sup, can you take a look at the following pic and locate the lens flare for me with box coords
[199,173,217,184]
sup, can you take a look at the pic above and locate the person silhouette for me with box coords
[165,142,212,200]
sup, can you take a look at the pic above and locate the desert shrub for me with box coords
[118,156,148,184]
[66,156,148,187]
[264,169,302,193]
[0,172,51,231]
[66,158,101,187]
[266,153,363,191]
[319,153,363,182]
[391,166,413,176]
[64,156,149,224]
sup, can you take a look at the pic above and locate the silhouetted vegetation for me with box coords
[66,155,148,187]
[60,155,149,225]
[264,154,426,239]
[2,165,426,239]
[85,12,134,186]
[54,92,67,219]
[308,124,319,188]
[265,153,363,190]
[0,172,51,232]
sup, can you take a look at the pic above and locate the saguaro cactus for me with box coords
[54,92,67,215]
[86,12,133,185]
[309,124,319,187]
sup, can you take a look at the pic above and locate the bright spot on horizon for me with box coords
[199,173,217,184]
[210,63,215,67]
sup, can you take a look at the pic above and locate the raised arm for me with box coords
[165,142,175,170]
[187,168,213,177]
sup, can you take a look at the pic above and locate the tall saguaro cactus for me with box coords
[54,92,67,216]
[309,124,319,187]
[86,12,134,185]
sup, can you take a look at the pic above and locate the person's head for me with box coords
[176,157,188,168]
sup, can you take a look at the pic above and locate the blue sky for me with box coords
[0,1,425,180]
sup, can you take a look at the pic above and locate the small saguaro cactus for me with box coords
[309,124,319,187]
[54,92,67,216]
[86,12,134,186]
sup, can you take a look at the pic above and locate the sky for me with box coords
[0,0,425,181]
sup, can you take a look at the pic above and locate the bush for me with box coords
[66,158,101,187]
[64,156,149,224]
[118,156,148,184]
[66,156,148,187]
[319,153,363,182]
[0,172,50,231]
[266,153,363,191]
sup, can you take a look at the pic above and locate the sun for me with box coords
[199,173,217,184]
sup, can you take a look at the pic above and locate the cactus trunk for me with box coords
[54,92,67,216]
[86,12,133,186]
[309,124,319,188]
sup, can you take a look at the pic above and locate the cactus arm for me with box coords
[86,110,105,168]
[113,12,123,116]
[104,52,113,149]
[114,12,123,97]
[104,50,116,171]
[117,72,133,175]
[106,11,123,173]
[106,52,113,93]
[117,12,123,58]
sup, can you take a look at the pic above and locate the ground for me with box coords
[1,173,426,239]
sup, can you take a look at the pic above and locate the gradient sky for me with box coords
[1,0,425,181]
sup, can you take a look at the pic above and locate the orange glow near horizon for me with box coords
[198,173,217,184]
§
Write out the entire listing so that each line matches the original exactly.

sup, can you take a look at the following pic and locate the lens flare for me with box coords
[199,173,217,184]
sup, can you take a look at the pic above and locate the person silhouette for me with box coords
[165,142,212,200]
sup, can you take a look at the pic above and locate the desert shrub for me with box coords
[118,156,148,184]
[66,156,148,187]
[264,169,302,193]
[0,172,51,231]
[66,158,101,187]
[266,153,363,191]
[319,153,363,182]
[391,166,413,176]
[64,156,149,224]
sup, can you take a look at the pic above and locate the silhouetted vegetation for me with box coords
[66,155,148,187]
[60,155,149,225]
[264,154,426,239]
[2,165,426,239]
[85,12,134,186]
[54,92,67,219]
[308,124,319,188]
[265,153,363,190]
[0,172,51,232]
sup, can you take a look at the pic above and locate the saguaro cactus for me with box coords
[54,92,67,215]
[86,12,133,185]
[309,124,319,187]
sup, can you take a look at the pic above and locate the bright spot on horizon for me with box coords
[199,173,217,184]
[210,63,215,67]
sup, can you take a look at the pic above and locate the raised arm for me with box coords
[165,142,175,170]
[187,168,213,177]
sup, can you take a look at the pic above and locate the tall saguaro cactus for me with box coords
[54,92,67,216]
[309,124,319,187]
[86,12,134,185]
sup, can you take a look at the pic above and locate the person's head for me with box coords
[176,157,188,168]
sup, can you take a look at the pic above and locate the blue sky for me with box coords
[0,1,425,180]
sup, can you take a look at the pic above and locate the small saguaro cactus for me with box coords
[309,124,319,187]
[54,92,67,216]
[86,12,134,186]
sup, can you take a look at the pic above and locate the sky for me with box coords
[0,0,425,181]
sup, can you take a look at the pic above and locate the bush for me with box coords
[66,158,101,187]
[64,156,149,224]
[118,156,148,184]
[66,156,148,187]
[319,153,363,182]
[0,172,50,231]
[266,153,363,191]
sup, can you take a look at the pic above and locate the sun for me with box coords
[199,173,217,184]
sup, can you take a look at the pic above and locate the cactus trunk for me with box coords
[54,92,67,216]
[86,12,133,186]
[309,124,319,188]
sup, can you take a look at the pic above and locate the cactus arm for me with box coords
[86,110,105,168]
[113,12,123,116]
[104,52,113,149]
[114,12,123,97]
[104,50,116,171]
[117,72,133,175]
[106,11,123,173]
[106,52,113,93]
[117,12,123,58]
sup, can you take a look at the pic above and locate the ground for me with box coords
[1,173,426,239]
sup, can you take a look at the pic above and locate the gradient sky for me with box coords
[1,0,425,181]
sup, can you take a look at the pic above and locate the orange glow near horizon for me with box coords
[198,173,217,184]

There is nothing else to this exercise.